■ **Provided passage**:
⁂
Llamas, De Lima Joma’s conduits

by Florante S. Solmerin

AT LEAST four members of President Benigno Aquino III’s Cabinet are negotiating to convince Jose Maria Sison, the founder of the Communist Party of the Philippines, to join the Aquino administration for national unification, the spokesman of an anti-communist group said Wednesday.

“You know, if you received our previous press releases, in fact we mentioned about several people in Malacañang, particularly Ronald Llamas, Jing Deles and Alex Padilla,” said Joey Sison, spokesman of the Alliance for Nationalism and Democracy that’s being led by Rep. Pastor Alcover, a former rebel.

Llamas on Wednesday denied the group’s claim.

“There is no specific negotiation to bring back Joma [Sison],” he said. “The talks are toward a possible political settlement.”

Llamas is Mr. Aquino’s political adviser and Teresita Quintos-Deles is head of the Office of the Presidential Adviser on the Peace Process. Padilla is the government’s chief negotiator in its peace talks with the communist National Democratic Front, the group negotiating for the Communist Party of the Philippines and its military arm, the New People’s Army.

A highly placed Palace source said the Aquino administration was indeed in talks with the CPP for Joma’s return from exile in Utretch. But intelligence reports had it that Joma managed to slip in through the Clark International Airport onboard a Hongkong flight last January 20 using the alias “Renato Malaya” on his travel document.

Malacanang and military officials denied the report but that sent spies from both government and left-leaning groups searching for Joma in Clark and Iloilo, where he was said to have been in hiding since he arrived.

A source confirmed that Llamas was among those involved in the talks, but denied that the government was dangling a Cabinet post for Joma as part of a unification process.

Padilla said the administration had already rejected the communists’ 10-point proposal of which one was an alliance with the state.

“There are several people [whose names] we don’t want to reveal yet because we are checking their connections with the CPP,” Sison, the party-list group spokesman said.
⁂
■ **Required task**:
Reproduce the part of the news article starting with "Llamas is Mr." and going on through "New People’s Army.". The lines that come next have no connection to the news article.

■ **Data block**:
⁂
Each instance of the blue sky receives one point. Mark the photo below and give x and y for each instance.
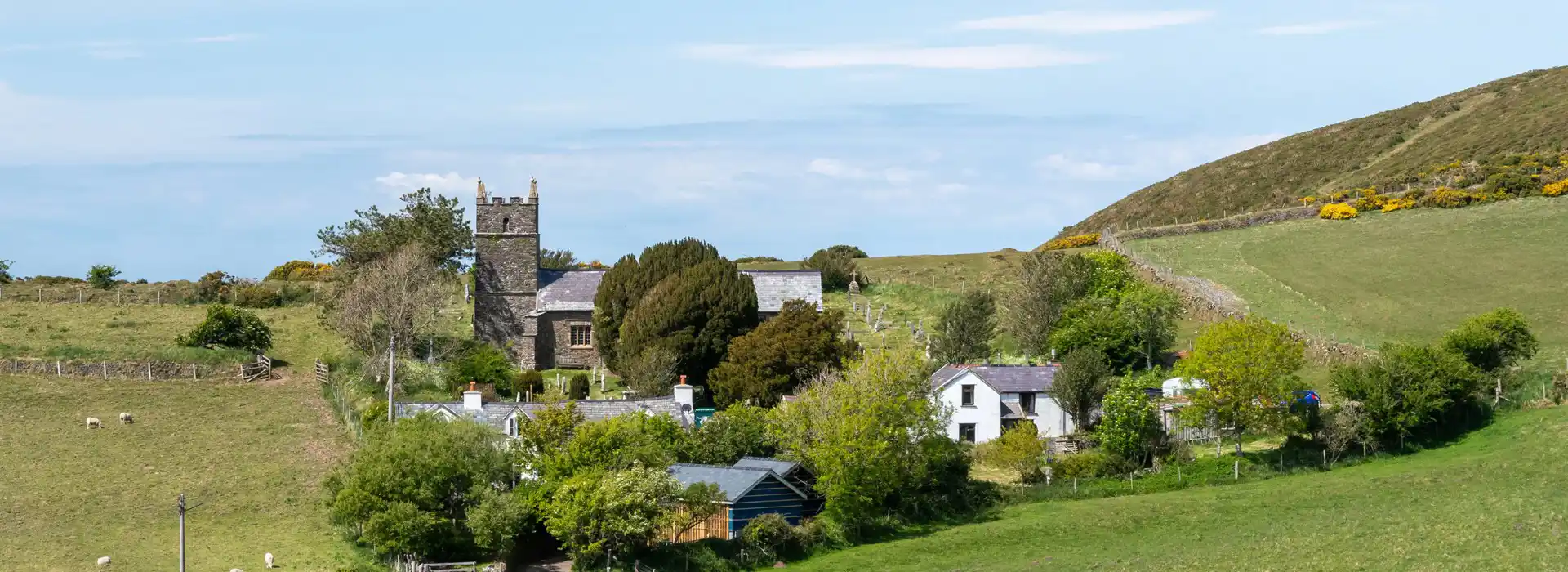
⁂
■ **Response to this task**:
Llamas is Mr. Aquino’s political adviser and Teresita Quintos-Deles is head of the Office of the Presidential Adviser on the Peace Process. Padilla is the government’s chief negotiator in its peace talks with the communist National Democratic Front, the group negotiating for the Communist Party of the Philippines and its military arm, the New People’s Army.